■ **Enunciado**
Copia sin cambios el fragmento del texto sobre los Sumos Sacerdotes que empieza en "Indignos pero siempre" y acaba en "Sacerdotes (vv. 46-47).".

■ **Texto fuente**
►

Indignos pero siempre Sacerdotes
tanto en el Antiguo como en el Nuevo Testamento
En el Evangelio según San
Juan (XI, 45-53), se lee que Jesús había resucitado a Lázaro, muerto desde
hacía cuatro días, y entonces, «muchos judíos creyeron» (v. 45). Sin embargo,
otros fueron a denunciarle a los fariseos y a los Sumos Sacerdotes (vv. 46-47).
Entonces, «los Sumos Sacerdotes y los fariseos reunieron al sanedrín» (v. 47)
para decretar jurídicamente la condena a muerte de Jesús, que ya habían
decidido en su corazón[i].
El Angélico, en su In
evangelium Ioannis expositio (lección VII, par. II, n. 1567), explica: «a
propósito de aquella reunión del sanedrín, emerge la malicia de los Sumos
Sacerdotes, que querían hacer morir a Jesús […] especialmente de
la condición de sus personas, ya que no se trataba de simples fieles o
gente del pueblo, sino de sacerdotes y fariseos. Antes bien,
los Sumos Sacerdotes estaban a la cabeza de las cosas sagradas». Se
advierte que la “malicia” de los sacerdotes de la Antigua Alianza no se debió a
su vida privada, sino a la incredulidad con relación al Mesías prometido por la
Revelación divina y a su voluntad perversa e incluso deicida de hacerlo morir,
y, sin embargo, son siempre llamados por los cuatro Evangelios “Sumos
Sacerdotes”, igual que Judas es llamado “diablo” por el Evangelio (Jn., VI,
70-71; XIII, 2), pero ninguno entre los Apóstoles, los Padres, los teólogos y
los exegetas consideró a Judas un no-Apóstol o Apóstol sólo en potencia y
materialmente y no en acto o formalmente, sino Apóstol tout court.

◄

■ **Filas de datos**
►

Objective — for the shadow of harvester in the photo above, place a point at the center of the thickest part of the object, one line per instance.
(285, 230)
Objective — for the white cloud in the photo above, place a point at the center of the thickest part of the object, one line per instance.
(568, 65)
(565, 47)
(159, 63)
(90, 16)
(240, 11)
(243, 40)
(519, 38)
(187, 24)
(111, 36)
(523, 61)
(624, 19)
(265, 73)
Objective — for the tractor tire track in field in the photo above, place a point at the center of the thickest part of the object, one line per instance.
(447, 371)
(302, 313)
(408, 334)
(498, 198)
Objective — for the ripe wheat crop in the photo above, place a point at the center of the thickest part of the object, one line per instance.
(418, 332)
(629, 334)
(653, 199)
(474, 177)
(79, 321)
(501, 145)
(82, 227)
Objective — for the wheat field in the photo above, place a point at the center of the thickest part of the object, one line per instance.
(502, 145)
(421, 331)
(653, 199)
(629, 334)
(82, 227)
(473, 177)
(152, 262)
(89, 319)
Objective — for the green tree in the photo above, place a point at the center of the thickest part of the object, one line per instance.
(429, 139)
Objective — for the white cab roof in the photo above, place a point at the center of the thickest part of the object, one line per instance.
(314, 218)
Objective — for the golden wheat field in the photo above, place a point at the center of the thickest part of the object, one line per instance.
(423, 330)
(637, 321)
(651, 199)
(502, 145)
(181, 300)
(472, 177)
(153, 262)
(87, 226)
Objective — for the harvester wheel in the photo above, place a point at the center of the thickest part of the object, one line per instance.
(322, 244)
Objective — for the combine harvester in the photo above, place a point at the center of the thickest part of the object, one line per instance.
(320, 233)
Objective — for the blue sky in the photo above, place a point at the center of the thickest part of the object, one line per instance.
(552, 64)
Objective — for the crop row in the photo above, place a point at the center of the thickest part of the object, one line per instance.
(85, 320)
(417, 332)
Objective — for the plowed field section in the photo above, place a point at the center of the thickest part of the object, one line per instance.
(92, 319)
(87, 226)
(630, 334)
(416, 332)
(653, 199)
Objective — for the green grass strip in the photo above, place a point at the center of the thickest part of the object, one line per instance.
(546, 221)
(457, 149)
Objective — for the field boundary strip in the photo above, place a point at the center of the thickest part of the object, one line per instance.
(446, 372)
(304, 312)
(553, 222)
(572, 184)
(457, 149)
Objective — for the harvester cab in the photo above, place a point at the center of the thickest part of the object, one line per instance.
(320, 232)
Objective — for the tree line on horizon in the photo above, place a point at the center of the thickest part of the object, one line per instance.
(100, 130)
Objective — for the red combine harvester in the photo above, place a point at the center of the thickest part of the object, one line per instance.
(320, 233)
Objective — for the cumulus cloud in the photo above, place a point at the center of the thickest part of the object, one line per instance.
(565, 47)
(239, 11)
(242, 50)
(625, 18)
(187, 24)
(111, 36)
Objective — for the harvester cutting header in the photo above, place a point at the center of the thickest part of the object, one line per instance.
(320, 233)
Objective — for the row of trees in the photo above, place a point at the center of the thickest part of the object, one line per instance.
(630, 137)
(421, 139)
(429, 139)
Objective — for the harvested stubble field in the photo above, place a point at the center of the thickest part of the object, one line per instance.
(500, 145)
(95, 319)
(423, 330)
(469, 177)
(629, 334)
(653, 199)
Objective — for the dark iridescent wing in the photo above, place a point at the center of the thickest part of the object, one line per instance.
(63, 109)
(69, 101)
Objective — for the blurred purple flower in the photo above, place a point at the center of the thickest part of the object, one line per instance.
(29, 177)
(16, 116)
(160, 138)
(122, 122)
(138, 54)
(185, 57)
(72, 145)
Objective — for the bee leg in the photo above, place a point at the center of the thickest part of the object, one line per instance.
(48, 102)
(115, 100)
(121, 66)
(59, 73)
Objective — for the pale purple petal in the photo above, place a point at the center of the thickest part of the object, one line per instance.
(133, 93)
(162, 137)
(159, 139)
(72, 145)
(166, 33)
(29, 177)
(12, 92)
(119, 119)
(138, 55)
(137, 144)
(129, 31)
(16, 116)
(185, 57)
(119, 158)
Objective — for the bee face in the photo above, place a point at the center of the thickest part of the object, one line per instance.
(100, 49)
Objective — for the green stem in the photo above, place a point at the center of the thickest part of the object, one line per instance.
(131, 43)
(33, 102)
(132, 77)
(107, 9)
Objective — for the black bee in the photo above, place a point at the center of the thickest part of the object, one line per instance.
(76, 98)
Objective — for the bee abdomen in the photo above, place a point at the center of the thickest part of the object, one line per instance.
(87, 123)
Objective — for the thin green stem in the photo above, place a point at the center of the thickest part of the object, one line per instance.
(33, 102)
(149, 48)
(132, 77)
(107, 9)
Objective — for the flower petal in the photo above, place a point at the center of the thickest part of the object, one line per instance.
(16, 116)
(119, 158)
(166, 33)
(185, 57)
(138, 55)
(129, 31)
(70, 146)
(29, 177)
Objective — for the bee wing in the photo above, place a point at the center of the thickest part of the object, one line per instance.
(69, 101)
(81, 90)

◄

■ **Respuesta**
Indignos pero siempre Sacerdotes
tanto en el Antiguo como en el Nuevo Testamento
En el Evangelio según San
Juan (XI, 45-53), se lee que Jesús había resucitado a Lázaro, muerto desde
hacía cuatro días, y entonces, «muchos judíos creyeron» (v. 45). Sin embargo,
otros fueron a denunciarle a los fariseos y a los Sumos Sacerdotes (vv. 46-47).